— Start GIVEN DATA —

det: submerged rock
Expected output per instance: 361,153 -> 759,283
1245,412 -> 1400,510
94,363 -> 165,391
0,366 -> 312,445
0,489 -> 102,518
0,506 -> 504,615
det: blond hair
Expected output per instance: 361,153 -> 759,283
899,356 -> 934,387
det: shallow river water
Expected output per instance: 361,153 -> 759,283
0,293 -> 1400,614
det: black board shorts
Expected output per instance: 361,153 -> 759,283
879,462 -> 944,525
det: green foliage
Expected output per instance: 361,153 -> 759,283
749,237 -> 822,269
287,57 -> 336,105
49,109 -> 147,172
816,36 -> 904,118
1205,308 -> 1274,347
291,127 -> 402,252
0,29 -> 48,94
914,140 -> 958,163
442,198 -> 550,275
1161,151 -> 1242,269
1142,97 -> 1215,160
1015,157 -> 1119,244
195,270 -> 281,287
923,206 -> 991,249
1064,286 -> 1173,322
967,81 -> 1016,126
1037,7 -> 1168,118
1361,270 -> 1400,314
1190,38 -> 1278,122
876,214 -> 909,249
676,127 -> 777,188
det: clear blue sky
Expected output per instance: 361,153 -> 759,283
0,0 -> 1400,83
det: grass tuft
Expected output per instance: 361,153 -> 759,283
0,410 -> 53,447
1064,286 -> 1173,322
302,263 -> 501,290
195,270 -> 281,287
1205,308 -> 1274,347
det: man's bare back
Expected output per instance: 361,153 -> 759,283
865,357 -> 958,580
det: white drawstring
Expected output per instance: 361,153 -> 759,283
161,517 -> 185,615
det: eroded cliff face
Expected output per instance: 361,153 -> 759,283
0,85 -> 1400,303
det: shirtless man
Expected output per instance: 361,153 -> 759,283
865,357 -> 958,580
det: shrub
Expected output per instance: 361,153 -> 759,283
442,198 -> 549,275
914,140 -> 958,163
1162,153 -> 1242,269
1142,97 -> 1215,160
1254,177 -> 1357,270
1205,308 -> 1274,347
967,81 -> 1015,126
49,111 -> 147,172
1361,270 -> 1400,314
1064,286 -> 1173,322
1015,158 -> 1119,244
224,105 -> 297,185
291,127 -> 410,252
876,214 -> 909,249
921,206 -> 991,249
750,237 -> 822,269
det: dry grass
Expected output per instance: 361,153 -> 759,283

— End GIVEN DATA —

• [SET EXERCISE] Extract the records from the first line through the line holding "879,462 -> 944,525", both included, and reproduce each line verbatim.

• [SOLUTION TO THIS EXERCISE]
det: submerged rock
Expected output per instance: 361,153 -> 759,283
1245,412 -> 1400,510
94,363 -> 165,391
0,366 -> 312,445
0,489 -> 102,518
0,506 -> 504,615
det: blond hair
Expected output per instance: 361,153 -> 759,283
899,356 -> 934,387
det: shallow river water
Expected output per instance: 361,153 -> 759,283
0,293 -> 1400,614
det: black board shorts
Expected output per instance: 361,153 -> 759,283
879,462 -> 944,525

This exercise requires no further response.